* START *
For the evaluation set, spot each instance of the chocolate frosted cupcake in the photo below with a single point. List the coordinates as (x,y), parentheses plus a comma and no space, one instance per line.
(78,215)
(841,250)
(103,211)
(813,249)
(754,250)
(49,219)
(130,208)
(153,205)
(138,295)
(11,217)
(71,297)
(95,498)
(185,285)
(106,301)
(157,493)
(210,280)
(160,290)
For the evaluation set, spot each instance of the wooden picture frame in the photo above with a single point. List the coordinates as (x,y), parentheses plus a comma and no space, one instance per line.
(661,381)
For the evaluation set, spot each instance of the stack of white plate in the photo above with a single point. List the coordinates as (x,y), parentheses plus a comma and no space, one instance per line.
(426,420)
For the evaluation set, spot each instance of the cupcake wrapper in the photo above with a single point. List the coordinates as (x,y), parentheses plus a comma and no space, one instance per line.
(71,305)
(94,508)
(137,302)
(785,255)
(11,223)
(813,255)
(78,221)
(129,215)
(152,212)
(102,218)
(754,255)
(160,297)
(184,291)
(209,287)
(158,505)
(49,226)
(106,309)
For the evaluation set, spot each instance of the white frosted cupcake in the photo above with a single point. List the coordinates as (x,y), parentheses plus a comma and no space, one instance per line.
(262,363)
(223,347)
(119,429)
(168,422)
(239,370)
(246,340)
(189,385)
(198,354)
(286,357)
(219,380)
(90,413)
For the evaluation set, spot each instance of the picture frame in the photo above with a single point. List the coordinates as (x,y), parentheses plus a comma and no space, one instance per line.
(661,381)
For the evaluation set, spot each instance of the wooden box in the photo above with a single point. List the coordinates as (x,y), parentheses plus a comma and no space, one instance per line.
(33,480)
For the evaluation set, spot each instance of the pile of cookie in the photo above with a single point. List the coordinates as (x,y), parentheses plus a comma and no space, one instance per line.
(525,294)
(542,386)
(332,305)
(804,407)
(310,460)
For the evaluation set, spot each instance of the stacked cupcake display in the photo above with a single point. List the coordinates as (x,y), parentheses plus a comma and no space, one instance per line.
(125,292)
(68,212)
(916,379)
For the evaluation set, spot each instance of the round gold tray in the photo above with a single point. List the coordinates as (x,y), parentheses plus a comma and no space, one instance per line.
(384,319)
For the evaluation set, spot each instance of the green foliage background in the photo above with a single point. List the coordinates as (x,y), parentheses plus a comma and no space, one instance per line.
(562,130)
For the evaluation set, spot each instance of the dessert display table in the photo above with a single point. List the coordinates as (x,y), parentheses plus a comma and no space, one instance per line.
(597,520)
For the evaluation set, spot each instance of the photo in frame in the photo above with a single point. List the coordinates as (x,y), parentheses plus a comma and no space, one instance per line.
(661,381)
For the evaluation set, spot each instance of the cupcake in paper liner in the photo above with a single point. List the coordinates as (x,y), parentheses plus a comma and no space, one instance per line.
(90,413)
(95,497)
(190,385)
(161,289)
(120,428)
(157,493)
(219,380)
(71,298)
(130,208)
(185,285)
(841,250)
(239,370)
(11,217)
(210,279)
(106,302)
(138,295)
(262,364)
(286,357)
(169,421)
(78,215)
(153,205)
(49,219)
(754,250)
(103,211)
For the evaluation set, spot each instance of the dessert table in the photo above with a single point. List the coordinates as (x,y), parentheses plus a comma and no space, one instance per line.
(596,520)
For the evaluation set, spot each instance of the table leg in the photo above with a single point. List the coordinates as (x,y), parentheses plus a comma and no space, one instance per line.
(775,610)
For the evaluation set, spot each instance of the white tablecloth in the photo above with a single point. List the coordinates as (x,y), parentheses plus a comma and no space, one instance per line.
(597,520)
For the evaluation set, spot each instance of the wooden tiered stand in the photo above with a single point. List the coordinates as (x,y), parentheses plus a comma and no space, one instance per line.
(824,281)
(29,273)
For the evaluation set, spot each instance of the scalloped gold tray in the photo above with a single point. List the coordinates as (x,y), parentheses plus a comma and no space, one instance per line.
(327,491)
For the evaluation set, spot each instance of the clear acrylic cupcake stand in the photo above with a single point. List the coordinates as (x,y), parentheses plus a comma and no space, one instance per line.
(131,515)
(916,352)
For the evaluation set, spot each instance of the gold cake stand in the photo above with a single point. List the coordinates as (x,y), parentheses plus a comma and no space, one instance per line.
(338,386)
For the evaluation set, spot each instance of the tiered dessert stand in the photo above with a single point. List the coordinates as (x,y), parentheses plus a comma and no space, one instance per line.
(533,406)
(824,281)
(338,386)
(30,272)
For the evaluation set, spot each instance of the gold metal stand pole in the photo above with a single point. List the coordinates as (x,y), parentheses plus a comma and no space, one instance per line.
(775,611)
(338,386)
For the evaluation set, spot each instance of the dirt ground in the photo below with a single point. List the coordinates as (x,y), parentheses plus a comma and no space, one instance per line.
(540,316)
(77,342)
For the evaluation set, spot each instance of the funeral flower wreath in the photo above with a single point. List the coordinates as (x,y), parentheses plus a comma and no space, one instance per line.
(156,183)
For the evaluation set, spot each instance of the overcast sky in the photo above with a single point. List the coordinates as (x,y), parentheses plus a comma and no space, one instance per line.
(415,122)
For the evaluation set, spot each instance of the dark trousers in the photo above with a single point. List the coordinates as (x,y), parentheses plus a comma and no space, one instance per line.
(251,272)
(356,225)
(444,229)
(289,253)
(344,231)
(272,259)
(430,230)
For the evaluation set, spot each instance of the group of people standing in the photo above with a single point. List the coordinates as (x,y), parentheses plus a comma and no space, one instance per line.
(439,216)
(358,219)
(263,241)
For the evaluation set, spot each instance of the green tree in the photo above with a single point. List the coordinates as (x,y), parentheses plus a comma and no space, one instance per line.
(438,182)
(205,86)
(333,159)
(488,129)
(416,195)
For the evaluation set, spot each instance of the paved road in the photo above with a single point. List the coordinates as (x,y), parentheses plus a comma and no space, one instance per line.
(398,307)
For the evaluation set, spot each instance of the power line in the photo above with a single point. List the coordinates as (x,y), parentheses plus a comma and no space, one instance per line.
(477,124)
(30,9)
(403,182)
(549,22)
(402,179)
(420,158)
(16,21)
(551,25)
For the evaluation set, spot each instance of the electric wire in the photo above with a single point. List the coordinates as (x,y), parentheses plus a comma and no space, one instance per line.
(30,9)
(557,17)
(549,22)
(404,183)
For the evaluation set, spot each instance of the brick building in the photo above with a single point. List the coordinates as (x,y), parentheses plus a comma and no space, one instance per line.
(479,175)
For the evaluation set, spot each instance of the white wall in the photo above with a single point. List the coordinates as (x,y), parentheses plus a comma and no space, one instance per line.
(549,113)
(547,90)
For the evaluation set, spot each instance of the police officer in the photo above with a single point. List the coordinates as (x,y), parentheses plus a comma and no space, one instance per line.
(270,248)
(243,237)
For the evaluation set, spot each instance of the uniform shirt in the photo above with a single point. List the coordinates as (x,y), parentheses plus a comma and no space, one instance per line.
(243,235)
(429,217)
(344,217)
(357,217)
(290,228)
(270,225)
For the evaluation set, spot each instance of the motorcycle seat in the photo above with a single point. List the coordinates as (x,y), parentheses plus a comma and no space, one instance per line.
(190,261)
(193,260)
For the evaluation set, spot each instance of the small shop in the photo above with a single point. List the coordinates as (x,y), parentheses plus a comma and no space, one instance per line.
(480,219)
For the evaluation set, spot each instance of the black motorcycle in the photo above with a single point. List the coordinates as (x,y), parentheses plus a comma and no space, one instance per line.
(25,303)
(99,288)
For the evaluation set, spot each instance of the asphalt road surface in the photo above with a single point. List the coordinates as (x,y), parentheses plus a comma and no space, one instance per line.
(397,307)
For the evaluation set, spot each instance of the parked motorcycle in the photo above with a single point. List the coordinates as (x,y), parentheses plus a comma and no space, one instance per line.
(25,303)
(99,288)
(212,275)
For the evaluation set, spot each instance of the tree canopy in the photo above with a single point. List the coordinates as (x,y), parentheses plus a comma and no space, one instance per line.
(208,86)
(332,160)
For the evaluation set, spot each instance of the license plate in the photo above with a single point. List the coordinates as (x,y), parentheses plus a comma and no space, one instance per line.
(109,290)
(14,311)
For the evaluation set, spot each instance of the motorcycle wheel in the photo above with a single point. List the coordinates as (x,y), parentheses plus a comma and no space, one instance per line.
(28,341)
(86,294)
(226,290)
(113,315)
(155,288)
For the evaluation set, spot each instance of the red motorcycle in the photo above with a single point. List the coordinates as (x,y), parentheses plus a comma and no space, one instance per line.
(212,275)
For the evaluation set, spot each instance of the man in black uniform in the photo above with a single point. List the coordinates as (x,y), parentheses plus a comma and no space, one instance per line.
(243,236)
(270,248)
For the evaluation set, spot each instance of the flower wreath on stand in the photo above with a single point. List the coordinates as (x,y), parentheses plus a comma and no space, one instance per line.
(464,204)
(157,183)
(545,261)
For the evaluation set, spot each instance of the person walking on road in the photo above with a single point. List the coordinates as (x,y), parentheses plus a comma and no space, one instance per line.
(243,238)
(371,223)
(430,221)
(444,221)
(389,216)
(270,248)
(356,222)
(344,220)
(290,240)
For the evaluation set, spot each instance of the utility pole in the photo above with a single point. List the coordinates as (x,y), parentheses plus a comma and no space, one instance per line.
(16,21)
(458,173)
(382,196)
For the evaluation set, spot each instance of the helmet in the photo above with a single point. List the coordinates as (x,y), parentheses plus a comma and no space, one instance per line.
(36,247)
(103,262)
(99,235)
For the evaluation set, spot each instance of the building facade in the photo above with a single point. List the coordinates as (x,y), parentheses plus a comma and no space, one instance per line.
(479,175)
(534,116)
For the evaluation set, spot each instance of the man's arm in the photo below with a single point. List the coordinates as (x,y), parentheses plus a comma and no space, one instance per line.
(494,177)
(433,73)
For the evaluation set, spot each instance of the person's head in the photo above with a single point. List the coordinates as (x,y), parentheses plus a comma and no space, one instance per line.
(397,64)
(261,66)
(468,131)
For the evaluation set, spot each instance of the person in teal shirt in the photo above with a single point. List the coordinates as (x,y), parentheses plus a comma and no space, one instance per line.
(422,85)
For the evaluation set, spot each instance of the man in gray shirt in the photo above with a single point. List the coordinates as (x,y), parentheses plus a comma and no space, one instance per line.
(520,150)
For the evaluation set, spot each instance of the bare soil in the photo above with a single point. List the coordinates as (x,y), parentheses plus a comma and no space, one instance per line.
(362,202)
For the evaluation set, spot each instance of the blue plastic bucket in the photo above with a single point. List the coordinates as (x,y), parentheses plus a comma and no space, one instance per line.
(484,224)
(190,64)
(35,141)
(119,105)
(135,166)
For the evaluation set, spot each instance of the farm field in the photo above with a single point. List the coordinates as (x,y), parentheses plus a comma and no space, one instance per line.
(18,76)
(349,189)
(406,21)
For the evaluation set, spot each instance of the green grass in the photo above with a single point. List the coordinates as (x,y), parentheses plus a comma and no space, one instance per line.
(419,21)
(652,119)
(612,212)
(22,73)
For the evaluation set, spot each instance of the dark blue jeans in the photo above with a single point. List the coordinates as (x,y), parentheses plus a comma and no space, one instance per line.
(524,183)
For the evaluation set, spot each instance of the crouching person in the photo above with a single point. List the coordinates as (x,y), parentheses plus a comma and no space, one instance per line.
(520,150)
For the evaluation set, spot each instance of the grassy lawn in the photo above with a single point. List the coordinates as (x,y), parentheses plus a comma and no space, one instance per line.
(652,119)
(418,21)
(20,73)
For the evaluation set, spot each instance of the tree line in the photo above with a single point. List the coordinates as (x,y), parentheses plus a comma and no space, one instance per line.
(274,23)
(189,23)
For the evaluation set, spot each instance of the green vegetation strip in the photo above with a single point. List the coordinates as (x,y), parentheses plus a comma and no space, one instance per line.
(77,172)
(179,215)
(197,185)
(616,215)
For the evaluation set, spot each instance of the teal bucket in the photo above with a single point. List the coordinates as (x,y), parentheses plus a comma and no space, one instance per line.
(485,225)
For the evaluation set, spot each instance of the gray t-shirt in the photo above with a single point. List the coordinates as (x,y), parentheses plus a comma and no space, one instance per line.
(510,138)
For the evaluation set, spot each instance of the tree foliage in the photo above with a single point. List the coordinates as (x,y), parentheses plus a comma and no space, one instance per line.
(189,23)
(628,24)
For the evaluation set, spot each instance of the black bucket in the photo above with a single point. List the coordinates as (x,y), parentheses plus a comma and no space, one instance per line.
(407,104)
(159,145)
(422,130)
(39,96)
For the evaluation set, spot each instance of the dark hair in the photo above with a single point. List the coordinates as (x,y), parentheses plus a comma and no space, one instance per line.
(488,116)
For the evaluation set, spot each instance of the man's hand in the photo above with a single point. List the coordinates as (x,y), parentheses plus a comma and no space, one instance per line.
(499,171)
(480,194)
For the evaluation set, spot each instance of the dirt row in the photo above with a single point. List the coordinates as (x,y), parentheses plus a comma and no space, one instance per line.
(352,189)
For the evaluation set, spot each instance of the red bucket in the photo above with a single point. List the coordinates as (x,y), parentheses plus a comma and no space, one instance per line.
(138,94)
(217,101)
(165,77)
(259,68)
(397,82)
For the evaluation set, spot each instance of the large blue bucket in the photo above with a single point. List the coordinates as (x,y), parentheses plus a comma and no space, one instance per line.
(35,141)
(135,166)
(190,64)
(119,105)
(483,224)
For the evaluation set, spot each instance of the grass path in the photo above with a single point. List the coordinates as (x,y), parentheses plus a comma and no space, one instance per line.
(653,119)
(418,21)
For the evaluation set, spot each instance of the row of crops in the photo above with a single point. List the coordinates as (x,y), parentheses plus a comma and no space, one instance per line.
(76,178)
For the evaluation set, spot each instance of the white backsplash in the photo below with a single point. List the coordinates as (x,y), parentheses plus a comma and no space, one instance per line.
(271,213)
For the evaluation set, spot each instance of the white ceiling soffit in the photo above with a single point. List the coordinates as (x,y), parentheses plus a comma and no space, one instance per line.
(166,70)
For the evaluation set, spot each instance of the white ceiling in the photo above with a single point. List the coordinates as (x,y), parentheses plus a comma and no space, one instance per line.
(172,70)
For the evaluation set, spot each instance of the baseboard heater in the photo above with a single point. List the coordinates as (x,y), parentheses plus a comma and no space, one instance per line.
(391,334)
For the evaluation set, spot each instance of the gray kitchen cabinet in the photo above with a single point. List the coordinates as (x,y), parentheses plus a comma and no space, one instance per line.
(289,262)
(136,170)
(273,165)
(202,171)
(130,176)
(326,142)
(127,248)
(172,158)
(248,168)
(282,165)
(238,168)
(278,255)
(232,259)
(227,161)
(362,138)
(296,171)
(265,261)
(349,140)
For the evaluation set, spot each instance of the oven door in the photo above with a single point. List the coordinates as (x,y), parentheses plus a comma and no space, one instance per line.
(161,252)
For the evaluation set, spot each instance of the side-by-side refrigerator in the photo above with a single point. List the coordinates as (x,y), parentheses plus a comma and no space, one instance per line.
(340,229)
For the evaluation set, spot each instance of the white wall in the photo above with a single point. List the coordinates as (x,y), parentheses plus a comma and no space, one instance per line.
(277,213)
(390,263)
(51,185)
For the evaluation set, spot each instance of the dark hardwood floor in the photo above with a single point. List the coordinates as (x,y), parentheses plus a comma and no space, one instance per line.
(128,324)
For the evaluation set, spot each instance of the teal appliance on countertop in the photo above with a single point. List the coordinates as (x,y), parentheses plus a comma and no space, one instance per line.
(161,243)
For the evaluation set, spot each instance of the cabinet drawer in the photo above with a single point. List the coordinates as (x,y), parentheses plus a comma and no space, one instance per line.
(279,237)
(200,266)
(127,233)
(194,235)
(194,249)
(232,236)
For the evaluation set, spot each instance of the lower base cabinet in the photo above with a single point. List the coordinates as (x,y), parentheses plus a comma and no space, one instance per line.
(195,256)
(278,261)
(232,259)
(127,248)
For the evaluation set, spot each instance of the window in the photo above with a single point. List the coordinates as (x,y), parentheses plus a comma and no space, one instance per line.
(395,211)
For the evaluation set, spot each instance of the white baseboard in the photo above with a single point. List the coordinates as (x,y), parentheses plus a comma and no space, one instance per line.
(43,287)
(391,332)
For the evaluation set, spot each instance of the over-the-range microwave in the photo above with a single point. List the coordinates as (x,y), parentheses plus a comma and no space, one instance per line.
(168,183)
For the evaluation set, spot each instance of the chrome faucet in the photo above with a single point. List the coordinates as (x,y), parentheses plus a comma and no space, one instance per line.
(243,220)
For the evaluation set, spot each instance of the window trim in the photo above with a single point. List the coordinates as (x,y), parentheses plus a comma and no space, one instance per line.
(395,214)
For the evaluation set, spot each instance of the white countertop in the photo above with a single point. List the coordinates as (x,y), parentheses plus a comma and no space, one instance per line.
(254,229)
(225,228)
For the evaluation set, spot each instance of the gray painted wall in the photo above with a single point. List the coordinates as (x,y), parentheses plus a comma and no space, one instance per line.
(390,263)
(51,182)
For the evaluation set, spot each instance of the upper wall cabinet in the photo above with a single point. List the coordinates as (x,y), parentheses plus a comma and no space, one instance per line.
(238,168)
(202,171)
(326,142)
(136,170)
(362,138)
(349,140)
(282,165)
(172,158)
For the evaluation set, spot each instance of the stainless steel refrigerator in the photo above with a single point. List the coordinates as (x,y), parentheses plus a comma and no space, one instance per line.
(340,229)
* END *
## DIRECTIONS FOR THIS TASK
In the listing above, find the line with "the white countertop" and set down that line and all after it exactly, through the final line.

## RESULT FOR THIS TASK
For the evaluation set, spot each instance of the white countertop in the photo above with a single point. List the coordinates as (x,y), parentheses plus a comma and no space, one instance per line.
(254,229)
(225,228)
For the evaluation set, spot each instance of the gray painted wall in the photo above with a single point. List the coordinates as (x,y), parentheses plus a comma and no space, one instance per line.
(390,263)
(51,182)
For the evaluation set, spot each instance of the upper wall cabinet in the photo above with a single point. List the coordinates as (x,y), parentheses plus a comma and no space, one instance per line.
(238,168)
(202,171)
(326,142)
(136,170)
(362,138)
(349,140)
(282,165)
(172,158)
For the evaluation set, spot each instance of the stainless steel refrigerator in the photo above with a single point. List the coordinates as (x,y), parentheses plus a comma and no space, one instance per line.
(340,229)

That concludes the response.